--- Provided text ---

▼▼▼

At the core of NIDDK’s mission, we seek to improve people’s health and quality of life through medical research. From basic science to clinical trials, the work we conduct and fund is key to that vision. But it is not the only way NIDDK advances science to help people.
We also seek to translate, in a variety of ways, both basic and clinical discoveries into resources that can directly improve public health. As you can read about in this issue, through our Technology Advancement Office, we assist our intramural researchers in bringing potentially life-saving medical products to the people who need them by patenting inventions and partnering with industry in ways that enable the public to reap the benefits. This office also helps our extramural endeavors to partner with industry, often to enable clinical trials.
We also support opportunities for small business through our Small Business Innovation Research (SBIR) program and opportunities for collaboration between academic investigators and small businesses through the Small Business Technology Transfer (STTR) program, which have set-aside funding to help small businesses transform health research innovations into commercial realities.
On the subject of translation, this year marks the 20th anniversary of the landmark Diabetes Prevention Program, or DPP, the results of which have been translated into educational resources and lifestyle intervention programs across the United States. This program illustrates an essential role of NIH: We fund and conduct research to improve public health that industry might never sponsor. In the case of the DPP, both of its very successful interventions—lifestyle change and the generic drug metformin—would not have been profit-drivers, but have significantly delayed or prevented type 2 diabetes after an average follow-up of 14 years. They also have been cost-effective.
The Technology Advancement Office, SBIR/STTR programs and the DPP illustrate the many ways NIDDK has found to foster collaboration, so important findings reach far beyond labs and health-care offices and into the lives and homes of people that need them.

▲▲▲

--- Task set ---
1/ Summarize the NIDDK text in two sentences.
2/ Answer these questions using the NIDDK text:
(a) By what two means does the Technology Advancement Office help bring medical products to the people who need them?
(b) What does STTR stand for?
(c) What was the average follow-up period for the Diabetes Prevention Program's interventions?
3/ Write out the part of the NIDDK text from "We also seek" up to and including "enable clinical trials.".

--- Source information ---

▼▼▼

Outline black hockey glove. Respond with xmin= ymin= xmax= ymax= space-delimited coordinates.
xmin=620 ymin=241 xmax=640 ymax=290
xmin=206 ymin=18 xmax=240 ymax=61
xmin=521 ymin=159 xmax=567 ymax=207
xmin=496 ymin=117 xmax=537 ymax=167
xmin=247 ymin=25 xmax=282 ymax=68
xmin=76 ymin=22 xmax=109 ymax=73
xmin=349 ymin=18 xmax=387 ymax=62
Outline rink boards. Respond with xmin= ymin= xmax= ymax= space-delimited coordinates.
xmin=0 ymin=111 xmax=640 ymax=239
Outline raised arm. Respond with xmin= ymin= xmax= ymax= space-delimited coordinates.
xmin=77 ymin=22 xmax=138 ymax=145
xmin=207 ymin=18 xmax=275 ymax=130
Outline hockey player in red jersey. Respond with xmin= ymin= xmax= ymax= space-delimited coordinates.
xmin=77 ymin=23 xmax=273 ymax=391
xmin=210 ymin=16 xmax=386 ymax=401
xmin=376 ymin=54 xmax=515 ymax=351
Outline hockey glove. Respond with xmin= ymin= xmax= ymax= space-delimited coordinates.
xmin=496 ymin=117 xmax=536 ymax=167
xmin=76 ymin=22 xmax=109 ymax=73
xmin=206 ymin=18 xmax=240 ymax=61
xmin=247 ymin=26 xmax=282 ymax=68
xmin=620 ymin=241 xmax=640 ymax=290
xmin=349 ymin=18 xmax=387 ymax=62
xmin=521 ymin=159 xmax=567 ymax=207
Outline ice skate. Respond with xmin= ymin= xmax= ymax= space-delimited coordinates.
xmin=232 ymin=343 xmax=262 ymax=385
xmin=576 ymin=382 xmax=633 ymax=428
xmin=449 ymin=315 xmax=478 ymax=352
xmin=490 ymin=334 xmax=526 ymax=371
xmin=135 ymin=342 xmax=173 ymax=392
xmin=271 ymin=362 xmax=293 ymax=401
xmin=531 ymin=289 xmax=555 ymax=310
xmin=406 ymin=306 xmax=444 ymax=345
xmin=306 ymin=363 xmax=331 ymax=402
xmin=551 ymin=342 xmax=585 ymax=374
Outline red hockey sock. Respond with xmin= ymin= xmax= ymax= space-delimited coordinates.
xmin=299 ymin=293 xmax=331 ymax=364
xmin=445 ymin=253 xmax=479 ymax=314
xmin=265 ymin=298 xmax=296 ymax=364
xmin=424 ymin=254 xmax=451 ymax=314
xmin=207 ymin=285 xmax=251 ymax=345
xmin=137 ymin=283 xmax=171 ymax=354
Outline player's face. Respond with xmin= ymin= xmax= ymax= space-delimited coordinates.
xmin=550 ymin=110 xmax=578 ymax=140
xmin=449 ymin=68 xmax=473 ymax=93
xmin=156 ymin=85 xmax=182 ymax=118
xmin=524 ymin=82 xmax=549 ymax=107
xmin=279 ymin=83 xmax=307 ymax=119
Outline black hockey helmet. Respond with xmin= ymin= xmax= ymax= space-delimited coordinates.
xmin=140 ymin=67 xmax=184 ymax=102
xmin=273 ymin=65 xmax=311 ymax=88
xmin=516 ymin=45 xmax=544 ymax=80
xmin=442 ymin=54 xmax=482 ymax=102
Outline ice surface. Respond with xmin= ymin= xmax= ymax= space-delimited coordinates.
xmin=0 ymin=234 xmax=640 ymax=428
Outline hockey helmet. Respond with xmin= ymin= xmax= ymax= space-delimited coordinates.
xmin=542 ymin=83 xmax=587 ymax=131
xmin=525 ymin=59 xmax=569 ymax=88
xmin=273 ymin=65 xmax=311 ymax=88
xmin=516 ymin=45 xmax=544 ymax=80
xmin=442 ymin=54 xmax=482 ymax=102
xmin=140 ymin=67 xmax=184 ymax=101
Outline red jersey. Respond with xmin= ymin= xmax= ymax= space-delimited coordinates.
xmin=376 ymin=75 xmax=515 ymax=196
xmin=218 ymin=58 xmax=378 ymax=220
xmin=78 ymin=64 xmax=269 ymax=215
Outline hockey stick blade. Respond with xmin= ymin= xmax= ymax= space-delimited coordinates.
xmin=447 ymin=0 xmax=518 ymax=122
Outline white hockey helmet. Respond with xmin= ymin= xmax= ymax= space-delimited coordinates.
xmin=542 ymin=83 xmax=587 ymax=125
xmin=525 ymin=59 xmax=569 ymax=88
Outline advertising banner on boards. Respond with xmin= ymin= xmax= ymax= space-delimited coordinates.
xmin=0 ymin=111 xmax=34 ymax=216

▲▲▲

--- Solutions per task ---
1/ NIDDK seeks to improve health through research, and it also turns discoveries into resources for public health through its Technology Advancement Office and its SBIR and STTR small business programs. The Diabetes Prevention Program, which marks its 20th anniversary this year, shows how NIH funds research that industry might never sponsor, and its two interventions, lifestyle change and metformin, delayed or prevented type 2 diabetes and were cost-effective.

2/
(a) By patenting inventions and partnering with industry.
(b) Small Business Technology Transfer.
(c) 14 years.

3/
We also seek to translate, in a variety of ways, both basic and clinical discoveries into resources that can directly improve public health. As you can read about in this issue, through our Technology Advancement Office, we assist our intramural researchers in bringing potentially life-saving medical products to the people who need them by patenting inventions and partnering with industry in ways that enable the public to reap the benefits. This office also helps our extramural endeavors to partner with industry, often to enable clinical trials.